= Page =

________________

Re: [PATCH] perf intel-pt: Synthesize cycle events

From: Adrian Hunter <adrian.hunter@intel.com>
To: "Steinar H. Gunderson" <sesse@google.com>,
	Peter Zijlstra <peterz@infradead.org>,
	Ingo Molnar <mingo@redhat.com>,
	Arnaldo Carvalho de Melo <acme@kernel.org>,
	Alexander Shishkin <alexander.shishkin@linux.intel.com>
Cc: Jiri Olsa <jolsa@redhat.com>, Namhyung Kim <namhyung@kernel.org>,
	linux-perf-users@vger.kernel.org, linux-kernel@vger.kernel.org
Subject: Re: [PATCH] perf intel-pt: Synthesize cycle events
Date: Fri, 11 Mar 2022 11:10:30 +0200	[thread overview]
Message-ID: <586de5fc-858b-2693-1986-5c77e8c0e3d0@intel.com> (raw)
In-Reply-To: <20220310093844.982656-1-sesse@google.com>

On 10.3.2022 11.38, Steinar H. Gunderson wrote:
> There is no good reason why we cannot synthesize "cycle" events
> from Intel PT just as we can synthesize "instruction" events,
> in particular when CYC packets are available. This enables using
> PT to getting much more accurate cycle profiles than regular sampling
> (record -e cycles) when the work last for very short periods (<10 ms).
> Thus, add support for this, based off of the existing IPC calculation
> framework. The new option to --itrace is "y" (for cYcles), as c was
> taken for calls. Cycle and instruction events can be synthesized
> together, and are by default.

________________

= The problem =
Continue the mailing-list reply about synthesizing cycle events in Intel PT from the point where it stops.

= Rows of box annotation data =
________________

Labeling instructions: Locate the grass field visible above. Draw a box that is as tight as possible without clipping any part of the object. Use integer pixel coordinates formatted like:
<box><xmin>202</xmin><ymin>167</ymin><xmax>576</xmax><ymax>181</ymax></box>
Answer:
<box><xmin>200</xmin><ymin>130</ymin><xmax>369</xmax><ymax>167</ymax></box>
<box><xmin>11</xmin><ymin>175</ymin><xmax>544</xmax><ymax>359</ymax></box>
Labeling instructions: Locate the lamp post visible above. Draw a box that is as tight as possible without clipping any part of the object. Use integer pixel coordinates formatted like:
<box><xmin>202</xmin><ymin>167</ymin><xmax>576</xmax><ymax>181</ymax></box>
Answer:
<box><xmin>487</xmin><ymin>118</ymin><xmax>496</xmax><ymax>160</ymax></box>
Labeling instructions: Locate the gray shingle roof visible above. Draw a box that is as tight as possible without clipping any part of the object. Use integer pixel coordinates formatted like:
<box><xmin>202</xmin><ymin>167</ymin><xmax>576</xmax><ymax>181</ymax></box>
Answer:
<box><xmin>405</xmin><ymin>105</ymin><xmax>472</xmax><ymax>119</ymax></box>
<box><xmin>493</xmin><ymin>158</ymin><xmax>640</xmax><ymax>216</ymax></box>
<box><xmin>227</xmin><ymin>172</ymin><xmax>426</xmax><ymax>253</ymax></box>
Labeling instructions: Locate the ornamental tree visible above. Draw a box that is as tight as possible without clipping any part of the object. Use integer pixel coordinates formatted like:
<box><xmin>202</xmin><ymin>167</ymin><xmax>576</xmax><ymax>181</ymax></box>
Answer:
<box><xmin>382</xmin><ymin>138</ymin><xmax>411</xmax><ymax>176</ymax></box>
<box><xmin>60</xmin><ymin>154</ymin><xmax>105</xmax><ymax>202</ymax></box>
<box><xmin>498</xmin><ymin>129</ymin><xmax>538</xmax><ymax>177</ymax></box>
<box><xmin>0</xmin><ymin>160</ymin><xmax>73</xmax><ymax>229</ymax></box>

________________

= Exercise output =
> 
> The only real caveat is that CYC packets are only emitted whenever
> some other packet is, which in practice is when a branch instruction
> is encountered. Thus, even at no subsampling (e.g. --itrace=y0ns),
> it is impossible to get more accuracy than a single basic block, and all
> cycles spent executing that block will get attributed to the branch
> instruction that ends it. Thus, one cannot know whether the cycles came
> from e.g. a specific load, a mispredicted branch, or something else.
> When subsampling (which is the default), the cycle events will get
> smeared out even more, but will still be useful to attribute cycle
> counts to functions.
> 
> Signed-off-by: Steinar H. Gunderson <sesse@google.com>
> ---
>  tools/perf/Documentation/itrace.txt        |  3 +-
>  tools/perf/Documentation/perf-intel-pt.txt | 33 +++++++-----
>  tools/perf/util/auxtrace.c                 |  9 +++-
>  tools/perf/util/auxtrace.h                 |  7 ++-
>  tools/perf/util/intel-pt.c                 | 59 +++++++++++++++++++---
>  5 files changed, 88 insertions(+), 23 deletions(-)
> 

<SNIP>

> -static int intel_pt_synth_instruction_sample(struct intel_pt_queue *ptq)
> +static int intel_pt_synth_instruction_or_cycle_sample(struct intel_pt_queue *ptq)
>  {
>  	struct intel_pt *pt = ptq->pt;
>  	union perf_event *event = ptq->event_buf;
>  	struct perf_sample sample = { .ip = 0, };
> +	int err;
>  
>  	if (intel_pt_skip_event(pt))
>  		return 0;
> @@ -1633,7 +1639,7 @@ static int intel_pt_synth_instruction_sample(struct intel_pt_queue *ptq)
>  	else
>  		sample.period = ptq->state->tot_insn_cnt - ptq->last_insn_cnt;
>  
> -	if (ptq->sample_ipc)
> +	if (ptq->sample_ipc || pt->sample_cycles)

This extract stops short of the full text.